Excerpts from a point labeling dataset:
----------------------------------------

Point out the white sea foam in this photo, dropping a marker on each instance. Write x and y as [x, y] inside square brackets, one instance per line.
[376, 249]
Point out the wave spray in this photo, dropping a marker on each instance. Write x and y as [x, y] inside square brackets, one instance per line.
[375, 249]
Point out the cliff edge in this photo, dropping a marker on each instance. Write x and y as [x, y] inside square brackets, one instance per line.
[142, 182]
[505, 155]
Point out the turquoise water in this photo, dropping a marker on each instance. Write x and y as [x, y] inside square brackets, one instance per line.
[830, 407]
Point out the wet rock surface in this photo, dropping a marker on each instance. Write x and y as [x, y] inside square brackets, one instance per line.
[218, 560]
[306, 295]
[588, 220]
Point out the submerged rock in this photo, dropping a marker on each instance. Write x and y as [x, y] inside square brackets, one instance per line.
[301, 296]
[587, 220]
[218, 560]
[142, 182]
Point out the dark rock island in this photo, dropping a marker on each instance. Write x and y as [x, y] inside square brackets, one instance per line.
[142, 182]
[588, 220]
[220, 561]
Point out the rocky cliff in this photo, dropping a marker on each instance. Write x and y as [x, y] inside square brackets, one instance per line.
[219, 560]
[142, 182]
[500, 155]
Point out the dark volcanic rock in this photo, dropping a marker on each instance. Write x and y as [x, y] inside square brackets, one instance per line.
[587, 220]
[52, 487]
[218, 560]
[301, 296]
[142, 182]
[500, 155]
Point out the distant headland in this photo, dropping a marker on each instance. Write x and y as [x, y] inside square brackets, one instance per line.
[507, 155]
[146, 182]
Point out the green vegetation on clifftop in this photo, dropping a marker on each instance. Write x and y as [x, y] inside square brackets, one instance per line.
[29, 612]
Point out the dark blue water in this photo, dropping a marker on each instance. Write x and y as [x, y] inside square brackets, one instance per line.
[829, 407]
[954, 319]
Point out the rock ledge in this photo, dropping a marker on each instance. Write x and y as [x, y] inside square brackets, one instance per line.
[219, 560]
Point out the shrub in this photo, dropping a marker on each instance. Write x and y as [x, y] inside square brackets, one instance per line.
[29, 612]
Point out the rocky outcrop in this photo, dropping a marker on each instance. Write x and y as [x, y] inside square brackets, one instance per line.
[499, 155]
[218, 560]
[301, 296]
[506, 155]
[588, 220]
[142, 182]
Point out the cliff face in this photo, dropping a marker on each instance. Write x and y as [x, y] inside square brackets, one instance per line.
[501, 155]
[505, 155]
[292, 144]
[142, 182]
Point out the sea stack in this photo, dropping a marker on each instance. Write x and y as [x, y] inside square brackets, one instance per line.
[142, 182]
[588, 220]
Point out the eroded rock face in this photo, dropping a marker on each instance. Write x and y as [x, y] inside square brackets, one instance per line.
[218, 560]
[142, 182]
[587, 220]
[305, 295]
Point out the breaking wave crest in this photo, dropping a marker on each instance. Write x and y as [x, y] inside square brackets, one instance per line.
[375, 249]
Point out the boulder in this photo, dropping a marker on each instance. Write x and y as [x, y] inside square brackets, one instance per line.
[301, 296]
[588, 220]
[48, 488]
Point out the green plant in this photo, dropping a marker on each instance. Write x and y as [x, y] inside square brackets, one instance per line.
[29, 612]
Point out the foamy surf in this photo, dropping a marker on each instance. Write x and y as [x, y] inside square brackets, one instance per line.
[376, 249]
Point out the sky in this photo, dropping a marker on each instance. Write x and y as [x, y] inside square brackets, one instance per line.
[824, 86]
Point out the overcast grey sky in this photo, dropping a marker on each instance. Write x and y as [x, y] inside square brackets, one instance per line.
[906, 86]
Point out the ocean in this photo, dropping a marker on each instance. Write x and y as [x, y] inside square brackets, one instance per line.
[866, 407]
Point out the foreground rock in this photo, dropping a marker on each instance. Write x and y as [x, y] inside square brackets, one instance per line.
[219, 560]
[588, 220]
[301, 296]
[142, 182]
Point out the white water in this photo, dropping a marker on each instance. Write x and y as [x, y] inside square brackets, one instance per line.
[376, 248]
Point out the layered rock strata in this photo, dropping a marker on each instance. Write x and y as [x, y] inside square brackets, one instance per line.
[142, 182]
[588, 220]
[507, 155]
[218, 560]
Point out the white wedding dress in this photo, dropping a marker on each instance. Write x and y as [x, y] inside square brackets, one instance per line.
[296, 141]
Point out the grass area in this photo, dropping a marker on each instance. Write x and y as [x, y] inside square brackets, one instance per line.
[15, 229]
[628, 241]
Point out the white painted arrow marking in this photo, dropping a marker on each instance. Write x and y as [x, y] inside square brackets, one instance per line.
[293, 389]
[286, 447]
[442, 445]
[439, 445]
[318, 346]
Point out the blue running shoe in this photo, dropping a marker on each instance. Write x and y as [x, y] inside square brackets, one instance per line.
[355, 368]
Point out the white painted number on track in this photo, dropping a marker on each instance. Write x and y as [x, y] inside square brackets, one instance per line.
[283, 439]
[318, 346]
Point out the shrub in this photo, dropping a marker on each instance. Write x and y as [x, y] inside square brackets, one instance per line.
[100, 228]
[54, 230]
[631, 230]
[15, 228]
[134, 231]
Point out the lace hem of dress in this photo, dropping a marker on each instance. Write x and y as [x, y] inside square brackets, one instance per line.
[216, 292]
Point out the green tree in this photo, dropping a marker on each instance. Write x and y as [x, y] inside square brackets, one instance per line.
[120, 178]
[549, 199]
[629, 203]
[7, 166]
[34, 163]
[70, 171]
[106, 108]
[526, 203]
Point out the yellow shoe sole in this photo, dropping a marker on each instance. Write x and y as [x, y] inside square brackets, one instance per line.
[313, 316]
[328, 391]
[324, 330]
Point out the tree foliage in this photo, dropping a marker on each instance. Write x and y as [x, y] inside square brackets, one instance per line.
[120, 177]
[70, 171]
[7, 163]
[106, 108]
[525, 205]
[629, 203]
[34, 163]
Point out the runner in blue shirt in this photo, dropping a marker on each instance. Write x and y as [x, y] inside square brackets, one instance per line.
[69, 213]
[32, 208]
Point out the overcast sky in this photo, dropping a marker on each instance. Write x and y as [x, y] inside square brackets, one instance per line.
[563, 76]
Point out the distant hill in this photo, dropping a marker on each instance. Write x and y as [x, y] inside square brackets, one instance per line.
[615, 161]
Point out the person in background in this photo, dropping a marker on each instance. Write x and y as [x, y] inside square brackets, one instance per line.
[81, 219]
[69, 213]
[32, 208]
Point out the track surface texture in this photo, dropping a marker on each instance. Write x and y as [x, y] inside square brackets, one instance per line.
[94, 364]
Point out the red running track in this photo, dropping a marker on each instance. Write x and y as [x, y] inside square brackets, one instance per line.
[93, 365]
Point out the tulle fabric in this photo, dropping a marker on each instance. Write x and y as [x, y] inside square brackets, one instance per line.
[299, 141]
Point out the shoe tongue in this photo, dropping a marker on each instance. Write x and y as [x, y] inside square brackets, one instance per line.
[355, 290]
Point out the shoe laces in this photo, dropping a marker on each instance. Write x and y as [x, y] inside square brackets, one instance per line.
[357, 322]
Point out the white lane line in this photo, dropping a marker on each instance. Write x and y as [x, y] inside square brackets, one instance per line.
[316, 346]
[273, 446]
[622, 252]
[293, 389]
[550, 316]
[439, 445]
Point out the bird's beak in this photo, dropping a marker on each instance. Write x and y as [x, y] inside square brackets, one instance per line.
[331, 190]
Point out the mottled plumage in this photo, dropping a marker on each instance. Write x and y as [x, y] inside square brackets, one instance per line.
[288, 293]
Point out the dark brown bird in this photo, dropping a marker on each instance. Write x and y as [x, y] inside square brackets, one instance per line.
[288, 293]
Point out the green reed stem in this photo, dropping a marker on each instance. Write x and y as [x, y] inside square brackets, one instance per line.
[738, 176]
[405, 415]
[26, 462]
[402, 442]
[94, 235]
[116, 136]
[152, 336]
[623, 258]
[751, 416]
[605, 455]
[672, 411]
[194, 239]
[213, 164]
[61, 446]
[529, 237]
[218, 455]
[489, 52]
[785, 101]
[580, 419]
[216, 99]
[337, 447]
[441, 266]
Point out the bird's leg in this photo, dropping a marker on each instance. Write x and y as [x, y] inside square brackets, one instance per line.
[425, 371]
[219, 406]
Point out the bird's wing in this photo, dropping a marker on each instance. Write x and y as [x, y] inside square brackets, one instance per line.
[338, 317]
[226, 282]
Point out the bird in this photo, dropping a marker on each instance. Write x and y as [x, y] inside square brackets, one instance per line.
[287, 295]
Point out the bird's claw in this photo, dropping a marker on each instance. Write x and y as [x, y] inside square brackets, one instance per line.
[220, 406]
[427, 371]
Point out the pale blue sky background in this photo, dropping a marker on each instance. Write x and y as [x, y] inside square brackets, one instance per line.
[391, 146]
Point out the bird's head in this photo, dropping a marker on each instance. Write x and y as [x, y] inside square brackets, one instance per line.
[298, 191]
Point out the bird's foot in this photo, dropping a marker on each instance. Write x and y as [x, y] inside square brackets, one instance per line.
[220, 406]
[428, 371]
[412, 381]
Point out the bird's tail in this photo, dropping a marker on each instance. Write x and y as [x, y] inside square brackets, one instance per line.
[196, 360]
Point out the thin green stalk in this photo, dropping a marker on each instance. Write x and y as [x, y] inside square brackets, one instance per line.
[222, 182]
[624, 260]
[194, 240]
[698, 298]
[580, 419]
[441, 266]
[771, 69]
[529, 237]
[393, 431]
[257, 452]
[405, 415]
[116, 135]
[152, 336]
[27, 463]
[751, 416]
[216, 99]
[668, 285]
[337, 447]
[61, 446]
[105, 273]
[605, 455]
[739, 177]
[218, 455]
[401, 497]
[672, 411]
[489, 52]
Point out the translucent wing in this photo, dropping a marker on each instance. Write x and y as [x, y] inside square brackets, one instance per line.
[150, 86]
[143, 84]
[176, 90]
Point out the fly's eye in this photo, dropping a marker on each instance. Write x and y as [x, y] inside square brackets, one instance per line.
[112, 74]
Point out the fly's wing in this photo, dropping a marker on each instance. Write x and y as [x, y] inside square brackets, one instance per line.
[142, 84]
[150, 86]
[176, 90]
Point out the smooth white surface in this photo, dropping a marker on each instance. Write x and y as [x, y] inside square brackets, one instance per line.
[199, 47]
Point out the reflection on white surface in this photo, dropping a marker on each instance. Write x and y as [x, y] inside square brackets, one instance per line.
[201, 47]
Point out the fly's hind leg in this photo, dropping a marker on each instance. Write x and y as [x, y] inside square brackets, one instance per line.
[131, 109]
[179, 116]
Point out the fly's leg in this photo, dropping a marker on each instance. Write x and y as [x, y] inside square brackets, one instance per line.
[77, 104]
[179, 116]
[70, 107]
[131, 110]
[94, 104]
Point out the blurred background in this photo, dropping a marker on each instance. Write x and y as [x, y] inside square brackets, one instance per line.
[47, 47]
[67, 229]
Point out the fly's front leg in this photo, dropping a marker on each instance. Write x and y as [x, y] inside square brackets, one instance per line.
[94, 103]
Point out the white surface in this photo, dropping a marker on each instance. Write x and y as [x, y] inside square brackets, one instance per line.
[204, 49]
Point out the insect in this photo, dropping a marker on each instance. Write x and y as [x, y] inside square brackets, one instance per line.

----------------------------------------

• **Request**
Reproduce the rows verbatim, starting at the line that has "Point out the fly's front" and stopping after the last line of the rows.

• **Complete response**
Point out the fly's front leg in this photo, dropping a marker on each instance. Write x and y as [x, y] inside square brackets, one instance per line.
[94, 103]
Point out the white surface in this photo, dropping a marker on each instance. Write x and y as [x, y] inside square brackets, one instance per line.
[204, 49]
Point out the insect in this photo, dropping a marker on each instance. Write x and y as [x, y] inside square brackets, one instance per line.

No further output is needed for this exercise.